-- Data to examine --
----------------------------------------
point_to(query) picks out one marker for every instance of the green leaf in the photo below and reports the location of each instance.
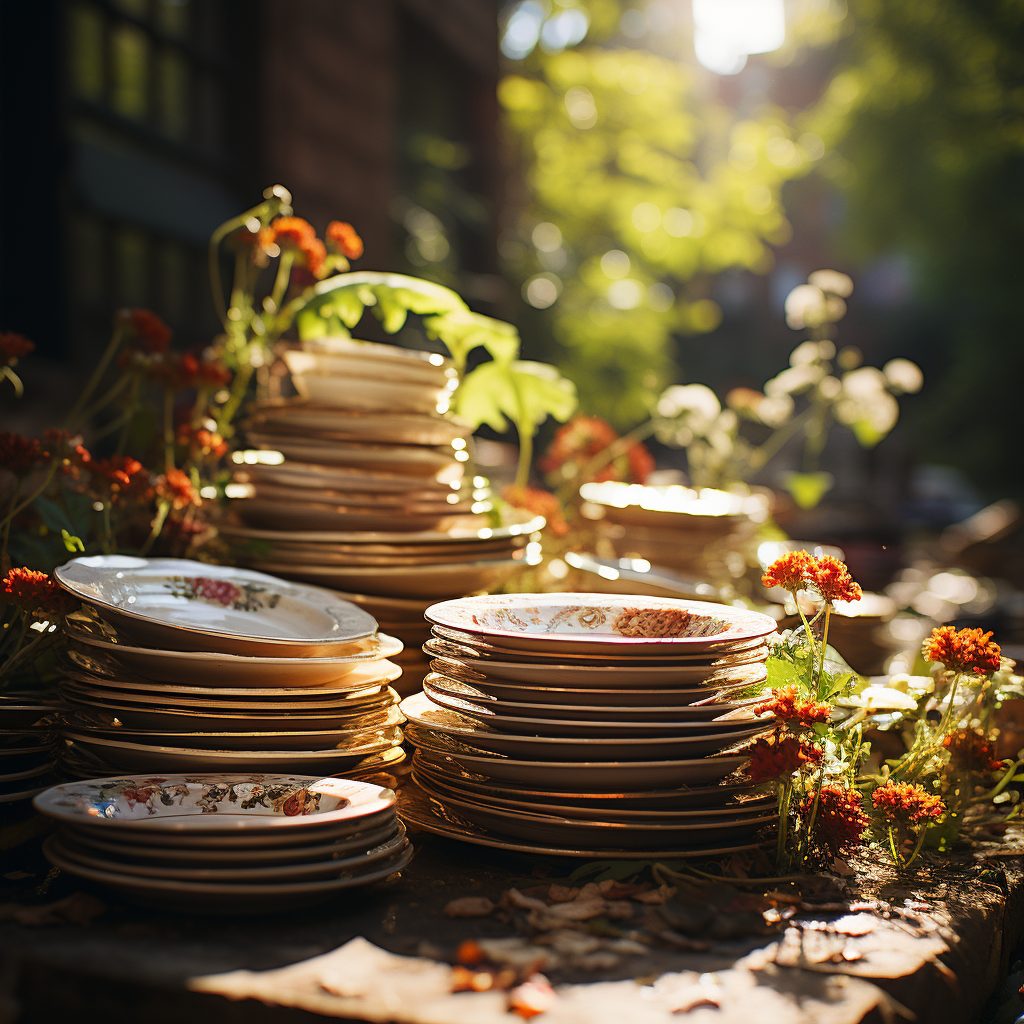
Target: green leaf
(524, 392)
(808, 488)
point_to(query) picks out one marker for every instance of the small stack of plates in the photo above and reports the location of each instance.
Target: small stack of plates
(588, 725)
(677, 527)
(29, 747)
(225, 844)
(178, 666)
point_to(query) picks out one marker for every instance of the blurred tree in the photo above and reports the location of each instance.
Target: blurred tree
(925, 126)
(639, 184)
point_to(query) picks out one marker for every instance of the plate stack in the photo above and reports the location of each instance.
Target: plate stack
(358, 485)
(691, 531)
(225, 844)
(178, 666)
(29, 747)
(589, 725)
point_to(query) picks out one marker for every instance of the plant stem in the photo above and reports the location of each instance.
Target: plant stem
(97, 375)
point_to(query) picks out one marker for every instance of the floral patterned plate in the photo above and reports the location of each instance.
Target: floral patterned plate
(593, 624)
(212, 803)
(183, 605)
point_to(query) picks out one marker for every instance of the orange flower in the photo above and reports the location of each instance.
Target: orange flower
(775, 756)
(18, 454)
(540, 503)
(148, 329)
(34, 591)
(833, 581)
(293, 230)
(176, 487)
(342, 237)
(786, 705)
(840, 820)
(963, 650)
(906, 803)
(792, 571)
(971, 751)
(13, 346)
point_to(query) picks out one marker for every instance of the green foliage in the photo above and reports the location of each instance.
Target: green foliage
----------------------------------------
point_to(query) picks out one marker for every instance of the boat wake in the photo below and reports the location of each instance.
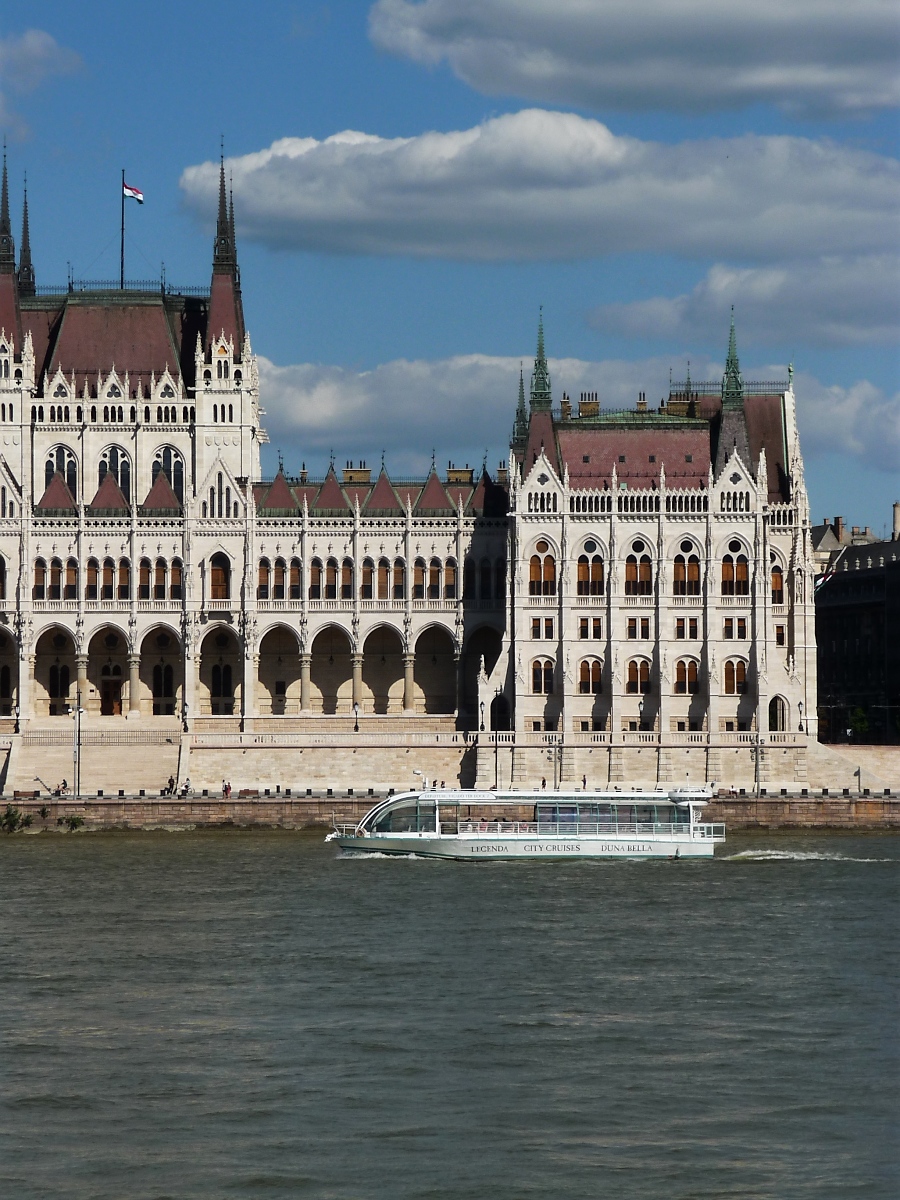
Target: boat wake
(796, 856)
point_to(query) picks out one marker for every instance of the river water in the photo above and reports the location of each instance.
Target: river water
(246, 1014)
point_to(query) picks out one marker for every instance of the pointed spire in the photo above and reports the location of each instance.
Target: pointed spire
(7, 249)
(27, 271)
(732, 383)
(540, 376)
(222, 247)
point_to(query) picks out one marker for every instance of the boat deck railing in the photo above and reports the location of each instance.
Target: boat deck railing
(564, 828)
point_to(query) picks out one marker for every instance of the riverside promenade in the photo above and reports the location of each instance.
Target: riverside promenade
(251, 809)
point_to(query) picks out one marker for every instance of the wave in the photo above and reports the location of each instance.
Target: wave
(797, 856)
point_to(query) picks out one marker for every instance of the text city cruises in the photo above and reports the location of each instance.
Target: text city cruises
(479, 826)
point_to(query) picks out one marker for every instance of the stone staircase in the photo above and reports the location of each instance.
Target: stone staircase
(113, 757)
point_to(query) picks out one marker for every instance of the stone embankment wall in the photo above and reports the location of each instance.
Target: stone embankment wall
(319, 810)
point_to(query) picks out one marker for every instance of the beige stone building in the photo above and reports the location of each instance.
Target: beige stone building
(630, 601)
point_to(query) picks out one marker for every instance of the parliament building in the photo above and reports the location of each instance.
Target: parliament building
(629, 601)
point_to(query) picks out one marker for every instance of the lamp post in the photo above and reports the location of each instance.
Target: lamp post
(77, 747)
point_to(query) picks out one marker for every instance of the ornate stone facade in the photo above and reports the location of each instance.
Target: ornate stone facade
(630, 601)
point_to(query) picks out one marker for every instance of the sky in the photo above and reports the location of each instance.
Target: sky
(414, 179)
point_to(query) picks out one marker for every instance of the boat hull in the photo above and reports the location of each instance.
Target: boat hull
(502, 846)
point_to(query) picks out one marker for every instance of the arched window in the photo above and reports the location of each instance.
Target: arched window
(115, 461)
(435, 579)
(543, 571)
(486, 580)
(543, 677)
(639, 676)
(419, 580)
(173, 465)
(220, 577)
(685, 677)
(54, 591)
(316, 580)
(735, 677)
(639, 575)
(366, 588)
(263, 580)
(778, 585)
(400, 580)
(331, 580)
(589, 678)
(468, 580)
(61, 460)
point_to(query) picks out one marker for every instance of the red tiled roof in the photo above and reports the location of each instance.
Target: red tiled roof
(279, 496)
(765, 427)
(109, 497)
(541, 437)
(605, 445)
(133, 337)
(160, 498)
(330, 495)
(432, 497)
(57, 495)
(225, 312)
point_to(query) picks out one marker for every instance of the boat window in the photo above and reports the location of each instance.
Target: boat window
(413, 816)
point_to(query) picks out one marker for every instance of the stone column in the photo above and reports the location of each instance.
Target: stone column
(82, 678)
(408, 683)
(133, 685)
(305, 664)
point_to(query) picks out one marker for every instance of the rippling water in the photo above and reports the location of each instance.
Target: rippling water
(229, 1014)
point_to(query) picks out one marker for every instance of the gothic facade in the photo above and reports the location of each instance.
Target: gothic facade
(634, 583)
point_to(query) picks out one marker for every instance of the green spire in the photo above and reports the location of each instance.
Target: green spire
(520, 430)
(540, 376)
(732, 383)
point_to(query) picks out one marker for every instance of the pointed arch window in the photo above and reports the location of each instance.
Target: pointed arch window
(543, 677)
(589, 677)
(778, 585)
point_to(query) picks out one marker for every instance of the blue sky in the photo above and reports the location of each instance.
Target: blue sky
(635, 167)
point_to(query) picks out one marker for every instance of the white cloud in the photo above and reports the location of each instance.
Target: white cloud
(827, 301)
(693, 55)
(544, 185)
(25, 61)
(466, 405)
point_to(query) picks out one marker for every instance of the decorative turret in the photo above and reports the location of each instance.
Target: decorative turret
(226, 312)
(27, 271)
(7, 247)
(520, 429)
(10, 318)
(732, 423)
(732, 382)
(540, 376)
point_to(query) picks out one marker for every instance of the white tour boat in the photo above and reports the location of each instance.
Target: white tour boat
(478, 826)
----------------------------------------
-- What to produce --
Copy task for the entries above: every line with the string "foliage".

-- Response --
point_to(query) picks out one marker for every instance of the green foliage in the photo above and reports the location of each instance.
Target: green foliage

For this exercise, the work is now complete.